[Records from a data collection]
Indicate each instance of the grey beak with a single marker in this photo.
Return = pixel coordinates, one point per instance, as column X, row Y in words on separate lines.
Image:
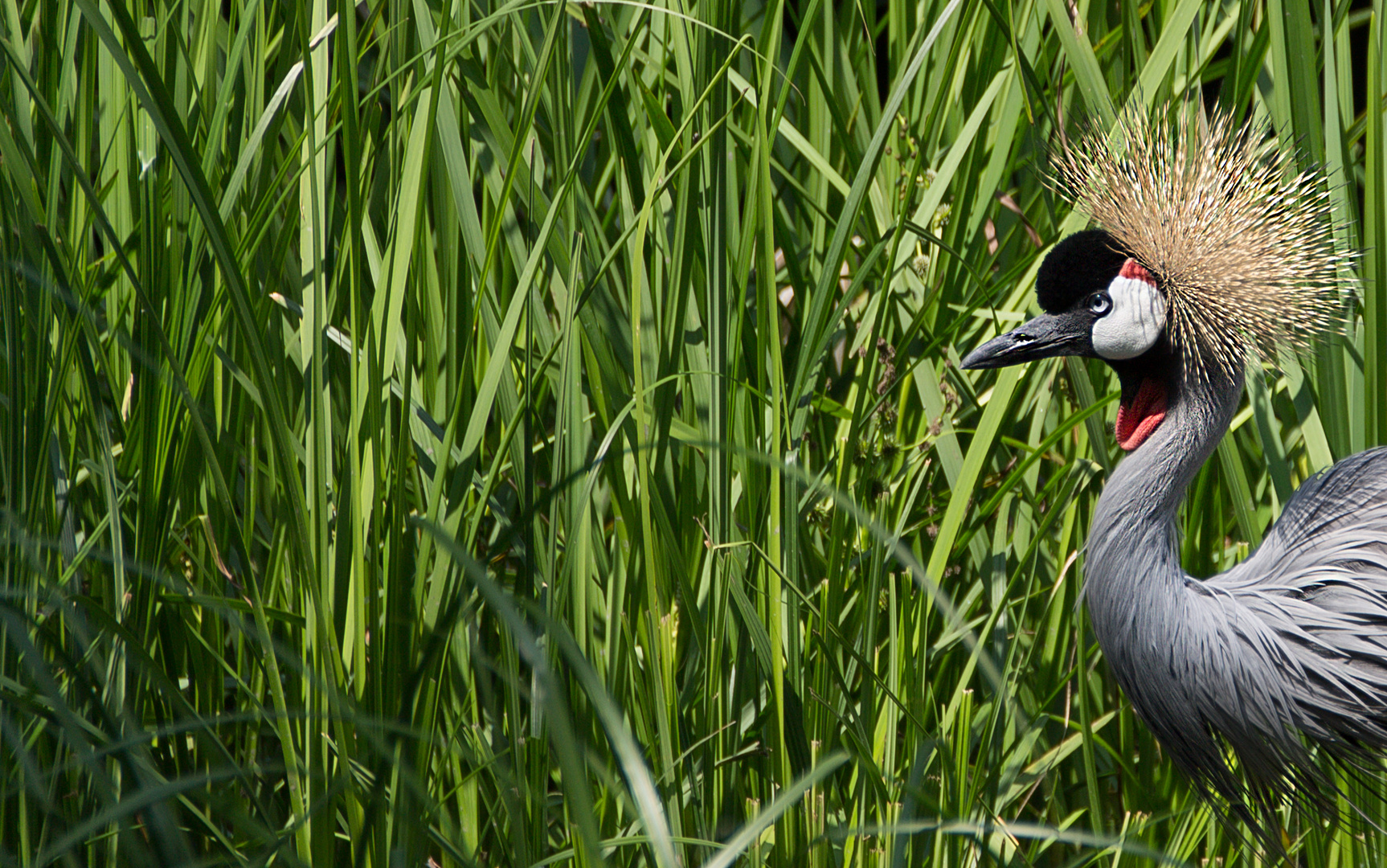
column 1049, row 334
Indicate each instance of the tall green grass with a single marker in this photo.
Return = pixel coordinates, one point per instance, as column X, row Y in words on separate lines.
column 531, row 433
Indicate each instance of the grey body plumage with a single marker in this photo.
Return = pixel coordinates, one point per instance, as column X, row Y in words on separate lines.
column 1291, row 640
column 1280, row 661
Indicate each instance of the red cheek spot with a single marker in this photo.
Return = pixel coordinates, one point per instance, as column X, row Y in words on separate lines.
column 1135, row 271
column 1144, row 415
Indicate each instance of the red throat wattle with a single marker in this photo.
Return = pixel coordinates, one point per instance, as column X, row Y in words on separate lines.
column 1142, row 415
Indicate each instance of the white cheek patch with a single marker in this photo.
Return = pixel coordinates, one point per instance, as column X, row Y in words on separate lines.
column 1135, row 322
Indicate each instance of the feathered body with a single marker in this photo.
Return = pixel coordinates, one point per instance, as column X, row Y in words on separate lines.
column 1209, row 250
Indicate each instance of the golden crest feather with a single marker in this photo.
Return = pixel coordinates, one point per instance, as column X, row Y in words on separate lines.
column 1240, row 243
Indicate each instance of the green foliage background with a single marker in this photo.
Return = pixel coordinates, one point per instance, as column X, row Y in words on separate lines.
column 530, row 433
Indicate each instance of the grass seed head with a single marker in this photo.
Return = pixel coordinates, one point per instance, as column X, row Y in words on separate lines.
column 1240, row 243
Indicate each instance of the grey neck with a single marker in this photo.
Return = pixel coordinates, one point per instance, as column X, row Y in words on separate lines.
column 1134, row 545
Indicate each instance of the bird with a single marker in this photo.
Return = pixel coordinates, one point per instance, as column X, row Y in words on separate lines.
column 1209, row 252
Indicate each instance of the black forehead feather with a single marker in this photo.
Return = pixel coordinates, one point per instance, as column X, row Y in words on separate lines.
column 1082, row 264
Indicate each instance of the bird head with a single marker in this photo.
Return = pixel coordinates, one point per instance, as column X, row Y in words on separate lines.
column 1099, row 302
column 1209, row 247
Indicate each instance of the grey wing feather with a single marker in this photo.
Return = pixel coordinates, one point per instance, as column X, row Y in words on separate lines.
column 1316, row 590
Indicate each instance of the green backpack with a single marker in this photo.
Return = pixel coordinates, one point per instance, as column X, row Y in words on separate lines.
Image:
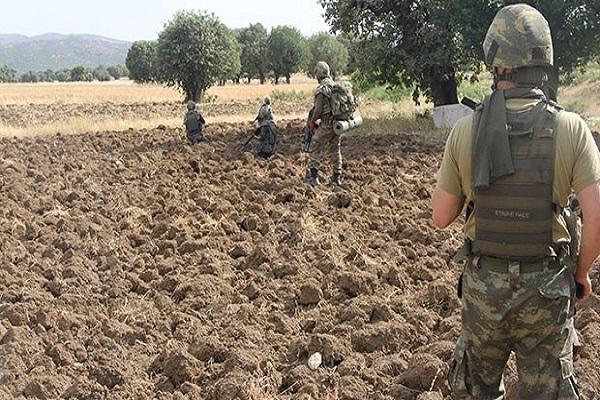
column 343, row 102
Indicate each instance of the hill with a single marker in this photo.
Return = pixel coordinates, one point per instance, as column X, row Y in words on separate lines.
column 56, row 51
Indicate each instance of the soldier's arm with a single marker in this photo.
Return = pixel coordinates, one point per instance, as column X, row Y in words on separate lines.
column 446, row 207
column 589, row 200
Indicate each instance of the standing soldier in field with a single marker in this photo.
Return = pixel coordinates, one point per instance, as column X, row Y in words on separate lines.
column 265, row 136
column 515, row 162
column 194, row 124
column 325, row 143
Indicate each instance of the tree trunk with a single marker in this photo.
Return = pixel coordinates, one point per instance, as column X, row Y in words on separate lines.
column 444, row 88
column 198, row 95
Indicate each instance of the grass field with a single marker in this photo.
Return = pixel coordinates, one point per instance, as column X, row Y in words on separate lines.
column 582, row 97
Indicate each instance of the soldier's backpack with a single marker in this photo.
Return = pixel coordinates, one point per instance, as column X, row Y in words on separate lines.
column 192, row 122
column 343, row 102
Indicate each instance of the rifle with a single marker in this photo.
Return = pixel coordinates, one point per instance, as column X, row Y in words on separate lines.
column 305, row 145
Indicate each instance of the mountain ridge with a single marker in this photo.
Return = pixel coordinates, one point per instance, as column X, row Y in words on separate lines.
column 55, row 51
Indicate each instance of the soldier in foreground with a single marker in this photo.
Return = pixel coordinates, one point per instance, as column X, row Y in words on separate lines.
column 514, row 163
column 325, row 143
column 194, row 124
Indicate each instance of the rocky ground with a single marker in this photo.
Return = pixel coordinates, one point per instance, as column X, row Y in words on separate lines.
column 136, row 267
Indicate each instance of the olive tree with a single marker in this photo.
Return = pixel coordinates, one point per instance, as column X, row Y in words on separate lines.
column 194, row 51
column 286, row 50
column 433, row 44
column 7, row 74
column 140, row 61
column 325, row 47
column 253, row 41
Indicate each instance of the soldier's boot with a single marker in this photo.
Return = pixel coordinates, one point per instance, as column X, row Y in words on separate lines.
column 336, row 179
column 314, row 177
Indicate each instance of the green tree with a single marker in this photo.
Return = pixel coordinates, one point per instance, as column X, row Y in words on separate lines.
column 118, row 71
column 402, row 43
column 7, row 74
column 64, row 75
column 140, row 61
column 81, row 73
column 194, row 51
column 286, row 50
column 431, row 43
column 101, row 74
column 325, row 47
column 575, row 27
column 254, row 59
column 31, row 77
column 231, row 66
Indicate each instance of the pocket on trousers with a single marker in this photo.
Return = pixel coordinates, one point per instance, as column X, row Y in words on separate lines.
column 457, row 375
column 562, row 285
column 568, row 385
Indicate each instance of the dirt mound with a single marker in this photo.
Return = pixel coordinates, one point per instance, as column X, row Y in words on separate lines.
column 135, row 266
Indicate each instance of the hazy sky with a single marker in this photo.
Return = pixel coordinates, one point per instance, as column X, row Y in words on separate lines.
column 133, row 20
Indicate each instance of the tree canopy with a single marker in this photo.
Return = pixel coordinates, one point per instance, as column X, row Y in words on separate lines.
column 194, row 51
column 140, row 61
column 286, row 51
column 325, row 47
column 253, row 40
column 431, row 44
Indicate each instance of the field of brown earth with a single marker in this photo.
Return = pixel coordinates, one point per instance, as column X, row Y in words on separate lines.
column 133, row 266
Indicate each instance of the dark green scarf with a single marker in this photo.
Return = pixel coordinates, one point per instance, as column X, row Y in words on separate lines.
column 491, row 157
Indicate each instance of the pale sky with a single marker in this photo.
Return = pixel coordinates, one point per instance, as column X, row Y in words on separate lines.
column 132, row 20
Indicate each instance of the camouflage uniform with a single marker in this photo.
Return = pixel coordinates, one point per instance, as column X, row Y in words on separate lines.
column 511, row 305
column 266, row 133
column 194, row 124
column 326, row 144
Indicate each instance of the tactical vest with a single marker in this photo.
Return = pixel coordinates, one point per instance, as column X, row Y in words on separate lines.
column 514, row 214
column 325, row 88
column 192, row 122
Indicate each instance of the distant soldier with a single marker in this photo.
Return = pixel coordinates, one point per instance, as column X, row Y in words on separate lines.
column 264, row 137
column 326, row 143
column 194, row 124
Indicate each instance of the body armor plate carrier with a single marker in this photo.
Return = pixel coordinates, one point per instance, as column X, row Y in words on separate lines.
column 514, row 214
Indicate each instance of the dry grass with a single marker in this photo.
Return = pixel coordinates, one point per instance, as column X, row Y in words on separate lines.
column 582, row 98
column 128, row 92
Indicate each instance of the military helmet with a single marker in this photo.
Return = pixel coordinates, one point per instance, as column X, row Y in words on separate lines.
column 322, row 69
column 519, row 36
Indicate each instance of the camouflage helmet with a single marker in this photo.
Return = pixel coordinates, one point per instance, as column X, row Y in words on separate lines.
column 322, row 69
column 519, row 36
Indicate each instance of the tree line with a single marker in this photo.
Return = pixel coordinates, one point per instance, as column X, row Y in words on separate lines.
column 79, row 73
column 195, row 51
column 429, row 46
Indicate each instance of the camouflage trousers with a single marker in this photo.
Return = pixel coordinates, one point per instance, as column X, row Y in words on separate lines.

...

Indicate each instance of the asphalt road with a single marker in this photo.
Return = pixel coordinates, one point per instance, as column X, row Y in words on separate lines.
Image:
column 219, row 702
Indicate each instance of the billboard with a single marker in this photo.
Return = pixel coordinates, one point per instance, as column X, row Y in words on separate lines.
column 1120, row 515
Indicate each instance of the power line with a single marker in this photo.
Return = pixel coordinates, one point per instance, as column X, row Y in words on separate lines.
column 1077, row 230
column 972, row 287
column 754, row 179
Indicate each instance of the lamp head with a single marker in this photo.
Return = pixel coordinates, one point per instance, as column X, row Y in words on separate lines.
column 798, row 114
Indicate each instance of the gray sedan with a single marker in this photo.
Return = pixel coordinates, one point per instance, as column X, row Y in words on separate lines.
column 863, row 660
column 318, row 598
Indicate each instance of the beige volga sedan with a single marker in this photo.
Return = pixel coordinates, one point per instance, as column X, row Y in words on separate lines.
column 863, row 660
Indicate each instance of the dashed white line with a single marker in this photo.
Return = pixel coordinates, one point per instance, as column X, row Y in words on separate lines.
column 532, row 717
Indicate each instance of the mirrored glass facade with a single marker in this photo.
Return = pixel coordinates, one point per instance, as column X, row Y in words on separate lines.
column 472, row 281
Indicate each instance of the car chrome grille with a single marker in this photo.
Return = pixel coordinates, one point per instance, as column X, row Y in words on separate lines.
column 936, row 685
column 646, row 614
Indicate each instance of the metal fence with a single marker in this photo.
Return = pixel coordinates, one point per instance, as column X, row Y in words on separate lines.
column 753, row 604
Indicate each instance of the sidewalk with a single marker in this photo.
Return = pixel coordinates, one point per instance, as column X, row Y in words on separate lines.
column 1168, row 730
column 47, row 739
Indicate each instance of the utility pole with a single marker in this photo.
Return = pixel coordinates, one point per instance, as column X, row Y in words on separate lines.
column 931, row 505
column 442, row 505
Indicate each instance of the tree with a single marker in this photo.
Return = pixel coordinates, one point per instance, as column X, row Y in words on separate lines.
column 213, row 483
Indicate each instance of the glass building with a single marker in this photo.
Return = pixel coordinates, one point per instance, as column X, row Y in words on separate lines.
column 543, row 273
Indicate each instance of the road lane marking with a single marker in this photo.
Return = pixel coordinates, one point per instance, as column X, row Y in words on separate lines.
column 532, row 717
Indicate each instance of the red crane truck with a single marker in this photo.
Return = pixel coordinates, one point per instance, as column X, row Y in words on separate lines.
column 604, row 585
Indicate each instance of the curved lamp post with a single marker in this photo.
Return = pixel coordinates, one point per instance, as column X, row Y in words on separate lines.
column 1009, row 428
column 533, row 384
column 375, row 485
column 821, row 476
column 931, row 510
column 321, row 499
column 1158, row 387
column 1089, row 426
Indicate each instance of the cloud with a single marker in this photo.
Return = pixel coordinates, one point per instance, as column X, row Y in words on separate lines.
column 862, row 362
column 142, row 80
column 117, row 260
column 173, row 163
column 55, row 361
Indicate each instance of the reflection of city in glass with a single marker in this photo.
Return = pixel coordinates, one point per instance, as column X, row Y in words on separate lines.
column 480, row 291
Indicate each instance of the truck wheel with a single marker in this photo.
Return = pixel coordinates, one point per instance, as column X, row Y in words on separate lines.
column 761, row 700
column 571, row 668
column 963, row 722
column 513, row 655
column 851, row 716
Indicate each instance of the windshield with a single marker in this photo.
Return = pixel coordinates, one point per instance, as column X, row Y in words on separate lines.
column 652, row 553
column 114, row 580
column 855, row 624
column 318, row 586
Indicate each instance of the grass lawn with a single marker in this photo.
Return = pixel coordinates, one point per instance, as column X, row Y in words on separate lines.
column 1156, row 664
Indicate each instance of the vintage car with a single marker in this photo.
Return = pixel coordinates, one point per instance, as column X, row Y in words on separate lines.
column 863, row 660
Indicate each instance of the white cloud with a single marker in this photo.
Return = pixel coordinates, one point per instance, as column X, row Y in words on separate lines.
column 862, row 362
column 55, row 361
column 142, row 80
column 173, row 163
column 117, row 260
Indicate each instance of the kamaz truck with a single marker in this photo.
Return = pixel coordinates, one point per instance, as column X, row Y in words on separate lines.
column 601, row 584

#### [Exercise directions]
Lay out everything in the listing from the line containing "Indicate each instance of the grey beak" down to and including the line containing "column 1049, row 334" as a JSON list of strings, one string per line, skipping blank lines. Leave the pictures out of the answer.

#### [Answer for the task]
[
  "Indicate each instance of the grey beak with a single marker in this photo.",
  "Return = pixel coordinates, one point per instance, as column X, row Y in words on separate lines.",
  "Image:",
  "column 1049, row 334"
]